Task material:
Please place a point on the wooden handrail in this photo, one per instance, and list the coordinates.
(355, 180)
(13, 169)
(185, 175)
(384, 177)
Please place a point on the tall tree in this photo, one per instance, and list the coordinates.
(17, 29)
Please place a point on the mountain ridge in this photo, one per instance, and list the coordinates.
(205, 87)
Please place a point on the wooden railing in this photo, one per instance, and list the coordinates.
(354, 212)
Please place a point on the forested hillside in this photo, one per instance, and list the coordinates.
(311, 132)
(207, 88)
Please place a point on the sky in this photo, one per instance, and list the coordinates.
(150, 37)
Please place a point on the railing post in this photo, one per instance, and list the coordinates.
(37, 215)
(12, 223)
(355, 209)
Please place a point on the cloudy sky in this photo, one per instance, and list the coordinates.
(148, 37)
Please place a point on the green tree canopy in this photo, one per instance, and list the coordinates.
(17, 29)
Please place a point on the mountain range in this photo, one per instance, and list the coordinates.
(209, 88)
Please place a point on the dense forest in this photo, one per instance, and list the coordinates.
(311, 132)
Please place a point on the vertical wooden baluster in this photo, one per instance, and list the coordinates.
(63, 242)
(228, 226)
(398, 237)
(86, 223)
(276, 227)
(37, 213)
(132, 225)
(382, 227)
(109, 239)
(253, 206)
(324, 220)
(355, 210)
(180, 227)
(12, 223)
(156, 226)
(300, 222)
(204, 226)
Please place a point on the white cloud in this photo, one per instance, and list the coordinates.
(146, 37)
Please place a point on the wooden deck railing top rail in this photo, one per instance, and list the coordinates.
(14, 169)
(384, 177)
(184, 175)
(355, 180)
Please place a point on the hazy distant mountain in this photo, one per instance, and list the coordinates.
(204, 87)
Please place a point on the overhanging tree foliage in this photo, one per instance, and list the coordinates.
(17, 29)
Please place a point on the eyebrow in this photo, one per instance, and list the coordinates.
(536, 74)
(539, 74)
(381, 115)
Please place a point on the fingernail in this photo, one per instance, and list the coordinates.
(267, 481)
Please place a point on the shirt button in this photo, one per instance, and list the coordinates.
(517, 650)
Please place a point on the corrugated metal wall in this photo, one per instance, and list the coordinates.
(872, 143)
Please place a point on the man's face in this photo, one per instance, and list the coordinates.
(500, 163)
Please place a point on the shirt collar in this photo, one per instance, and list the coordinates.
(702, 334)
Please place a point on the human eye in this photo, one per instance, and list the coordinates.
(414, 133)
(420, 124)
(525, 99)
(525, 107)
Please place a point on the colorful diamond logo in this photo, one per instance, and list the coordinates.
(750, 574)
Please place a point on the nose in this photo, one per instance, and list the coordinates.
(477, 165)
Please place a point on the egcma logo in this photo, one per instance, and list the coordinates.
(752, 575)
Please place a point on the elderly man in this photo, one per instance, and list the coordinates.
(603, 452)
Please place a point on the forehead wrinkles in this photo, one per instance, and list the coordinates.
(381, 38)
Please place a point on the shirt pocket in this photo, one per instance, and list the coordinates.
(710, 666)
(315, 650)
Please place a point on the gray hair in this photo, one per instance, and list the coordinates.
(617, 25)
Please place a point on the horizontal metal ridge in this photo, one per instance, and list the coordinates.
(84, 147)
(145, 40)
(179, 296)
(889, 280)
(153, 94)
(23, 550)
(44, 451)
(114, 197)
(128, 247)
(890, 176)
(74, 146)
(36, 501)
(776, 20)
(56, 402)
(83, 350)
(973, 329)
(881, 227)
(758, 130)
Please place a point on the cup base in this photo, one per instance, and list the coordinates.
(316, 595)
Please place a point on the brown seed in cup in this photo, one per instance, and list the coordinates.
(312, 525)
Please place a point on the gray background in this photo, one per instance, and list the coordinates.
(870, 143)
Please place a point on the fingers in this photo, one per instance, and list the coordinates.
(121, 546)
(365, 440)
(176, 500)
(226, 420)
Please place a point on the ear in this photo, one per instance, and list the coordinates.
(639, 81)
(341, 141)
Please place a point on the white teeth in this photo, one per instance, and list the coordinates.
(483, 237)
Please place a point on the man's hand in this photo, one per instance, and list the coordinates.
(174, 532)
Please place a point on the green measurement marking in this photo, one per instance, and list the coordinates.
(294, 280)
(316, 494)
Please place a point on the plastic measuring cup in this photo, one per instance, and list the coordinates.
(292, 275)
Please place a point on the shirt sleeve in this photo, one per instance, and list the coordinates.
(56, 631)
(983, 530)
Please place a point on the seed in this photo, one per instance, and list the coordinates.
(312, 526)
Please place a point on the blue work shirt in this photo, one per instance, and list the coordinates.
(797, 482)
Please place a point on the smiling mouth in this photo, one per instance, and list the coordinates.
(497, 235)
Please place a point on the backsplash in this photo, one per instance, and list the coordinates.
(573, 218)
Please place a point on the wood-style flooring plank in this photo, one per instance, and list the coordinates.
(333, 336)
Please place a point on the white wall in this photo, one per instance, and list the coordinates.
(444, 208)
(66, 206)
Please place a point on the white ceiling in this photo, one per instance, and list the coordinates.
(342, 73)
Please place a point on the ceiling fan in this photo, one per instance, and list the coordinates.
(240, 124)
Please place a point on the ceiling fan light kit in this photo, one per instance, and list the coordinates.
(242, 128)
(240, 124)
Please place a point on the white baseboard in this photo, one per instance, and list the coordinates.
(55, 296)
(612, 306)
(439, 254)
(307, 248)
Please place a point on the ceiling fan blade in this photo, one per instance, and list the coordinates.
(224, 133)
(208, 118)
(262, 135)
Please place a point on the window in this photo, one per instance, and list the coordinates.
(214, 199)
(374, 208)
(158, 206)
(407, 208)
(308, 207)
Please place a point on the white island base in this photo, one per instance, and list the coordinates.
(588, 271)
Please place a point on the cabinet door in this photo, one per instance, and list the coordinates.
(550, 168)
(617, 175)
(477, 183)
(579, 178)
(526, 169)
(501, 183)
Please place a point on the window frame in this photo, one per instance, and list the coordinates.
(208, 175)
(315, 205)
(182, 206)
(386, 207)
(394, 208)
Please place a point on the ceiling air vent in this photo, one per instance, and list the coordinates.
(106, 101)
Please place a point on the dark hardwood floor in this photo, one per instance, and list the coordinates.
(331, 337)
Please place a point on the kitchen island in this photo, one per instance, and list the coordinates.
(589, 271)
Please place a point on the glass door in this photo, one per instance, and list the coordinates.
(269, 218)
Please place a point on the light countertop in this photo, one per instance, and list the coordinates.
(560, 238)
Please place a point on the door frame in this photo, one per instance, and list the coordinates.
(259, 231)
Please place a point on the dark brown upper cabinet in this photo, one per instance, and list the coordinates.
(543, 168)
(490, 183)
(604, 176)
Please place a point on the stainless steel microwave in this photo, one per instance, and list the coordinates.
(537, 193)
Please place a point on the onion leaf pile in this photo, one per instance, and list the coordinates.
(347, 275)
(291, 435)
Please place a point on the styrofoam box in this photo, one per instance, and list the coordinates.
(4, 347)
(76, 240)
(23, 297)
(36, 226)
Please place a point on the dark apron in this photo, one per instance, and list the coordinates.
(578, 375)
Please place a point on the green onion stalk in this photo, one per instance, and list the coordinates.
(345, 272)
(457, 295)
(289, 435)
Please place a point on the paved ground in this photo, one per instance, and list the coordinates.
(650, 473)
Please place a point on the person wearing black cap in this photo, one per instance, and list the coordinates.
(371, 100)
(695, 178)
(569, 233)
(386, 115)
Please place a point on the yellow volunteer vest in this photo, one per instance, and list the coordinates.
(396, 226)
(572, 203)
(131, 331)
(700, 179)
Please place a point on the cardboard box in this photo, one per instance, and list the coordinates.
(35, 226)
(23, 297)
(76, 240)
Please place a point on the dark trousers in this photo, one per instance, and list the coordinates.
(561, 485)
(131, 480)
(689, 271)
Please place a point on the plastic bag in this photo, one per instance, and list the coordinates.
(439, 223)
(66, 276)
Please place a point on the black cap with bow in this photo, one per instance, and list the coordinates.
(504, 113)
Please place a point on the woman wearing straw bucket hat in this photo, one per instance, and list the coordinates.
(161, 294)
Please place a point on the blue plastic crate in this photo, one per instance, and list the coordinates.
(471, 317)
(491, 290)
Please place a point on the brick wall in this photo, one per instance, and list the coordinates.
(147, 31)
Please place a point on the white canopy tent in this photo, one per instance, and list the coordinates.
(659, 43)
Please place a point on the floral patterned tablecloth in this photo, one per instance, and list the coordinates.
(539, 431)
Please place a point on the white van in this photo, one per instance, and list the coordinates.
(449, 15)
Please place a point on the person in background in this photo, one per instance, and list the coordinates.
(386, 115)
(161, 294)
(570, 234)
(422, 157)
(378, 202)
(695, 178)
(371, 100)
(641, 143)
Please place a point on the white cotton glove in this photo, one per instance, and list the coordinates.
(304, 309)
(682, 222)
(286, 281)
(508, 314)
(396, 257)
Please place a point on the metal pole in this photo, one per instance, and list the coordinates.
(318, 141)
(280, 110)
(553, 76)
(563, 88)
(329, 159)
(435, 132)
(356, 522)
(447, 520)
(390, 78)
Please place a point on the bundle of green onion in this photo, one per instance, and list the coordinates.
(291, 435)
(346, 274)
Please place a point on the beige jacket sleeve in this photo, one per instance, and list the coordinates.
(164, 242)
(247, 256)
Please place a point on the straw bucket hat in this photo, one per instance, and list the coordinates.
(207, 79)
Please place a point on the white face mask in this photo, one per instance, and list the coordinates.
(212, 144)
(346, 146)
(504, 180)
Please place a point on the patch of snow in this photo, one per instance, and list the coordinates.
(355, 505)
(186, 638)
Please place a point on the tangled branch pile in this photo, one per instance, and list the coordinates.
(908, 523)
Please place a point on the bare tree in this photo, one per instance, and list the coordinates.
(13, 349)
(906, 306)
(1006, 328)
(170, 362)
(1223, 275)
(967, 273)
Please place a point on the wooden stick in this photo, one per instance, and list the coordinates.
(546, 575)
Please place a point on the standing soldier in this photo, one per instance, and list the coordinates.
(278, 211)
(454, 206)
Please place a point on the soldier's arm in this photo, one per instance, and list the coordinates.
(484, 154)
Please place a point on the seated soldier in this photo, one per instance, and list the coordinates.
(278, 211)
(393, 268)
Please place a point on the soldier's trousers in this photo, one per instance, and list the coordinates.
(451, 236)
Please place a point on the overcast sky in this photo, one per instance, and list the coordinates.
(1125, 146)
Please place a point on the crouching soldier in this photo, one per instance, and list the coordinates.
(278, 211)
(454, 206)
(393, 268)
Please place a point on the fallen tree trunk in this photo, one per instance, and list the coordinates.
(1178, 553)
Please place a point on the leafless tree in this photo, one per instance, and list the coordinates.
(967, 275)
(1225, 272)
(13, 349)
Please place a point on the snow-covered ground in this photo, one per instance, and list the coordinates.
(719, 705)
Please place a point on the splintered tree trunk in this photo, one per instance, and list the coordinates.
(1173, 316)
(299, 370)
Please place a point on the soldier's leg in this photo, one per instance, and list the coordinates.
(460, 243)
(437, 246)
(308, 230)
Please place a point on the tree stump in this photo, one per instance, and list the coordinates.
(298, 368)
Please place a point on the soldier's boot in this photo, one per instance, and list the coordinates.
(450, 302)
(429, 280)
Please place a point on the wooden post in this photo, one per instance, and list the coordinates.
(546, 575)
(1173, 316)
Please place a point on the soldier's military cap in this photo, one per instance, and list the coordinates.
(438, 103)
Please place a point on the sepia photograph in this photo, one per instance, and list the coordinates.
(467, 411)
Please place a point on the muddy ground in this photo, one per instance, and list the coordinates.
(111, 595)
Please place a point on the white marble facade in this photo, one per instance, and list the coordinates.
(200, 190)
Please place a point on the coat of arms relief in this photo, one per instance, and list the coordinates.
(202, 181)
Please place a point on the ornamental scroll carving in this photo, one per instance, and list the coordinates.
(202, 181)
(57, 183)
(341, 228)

Problem: Write out, word for word, every line from the one containing "Please place a point on the fallen" through the last line of the records above.

Exercise response:
Please place a point on the fallen tree trunk in this photo, one per instance, and list the coordinates.
(1178, 553)
Please place a point on the leafless tree in this photo, one per instance, and list the coordinates.
(967, 275)
(1225, 272)
(13, 349)
Please place a point on the snow-covered ground in this photo, one per instance, and list the coordinates.
(719, 705)
Please place a point on the splintered tree trunk in this photo, one per instance, and list the coordinates.
(1173, 316)
(299, 370)
Please place a point on the soldier's leg in this photo, one per instance, and list the coordinates.
(460, 243)
(437, 246)
(308, 230)
Please place a point on the tree stump in this photo, one per instance, and list the coordinates.
(298, 368)
Please place a point on the soldier's boot in this photo, one per instance, and list the coordinates.
(450, 302)
(429, 280)
Please place a point on the wooden post in this photo, one per instance, and list the coordinates.
(546, 575)
(1173, 316)
Please place a point on the soldier's military cap in this photo, one per instance, and list the coordinates.
(438, 103)
Please place a point on the sepia photograph in this photo, one per instance, and list the coordinates.
(467, 411)
Please place a point on the muddy ground in this photo, one per instance, and list the coordinates.
(111, 595)
Please place a point on the white marble facade in this photo, one per instance, and list the coordinates.
(200, 190)
Please place a point on the coat of arms relief in this photo, one per instance, and list the coordinates.
(202, 181)
Please place a point on the ornamental scroll carving in this photo, one per instance, and list the coordinates.
(202, 181)
(57, 183)
(341, 228)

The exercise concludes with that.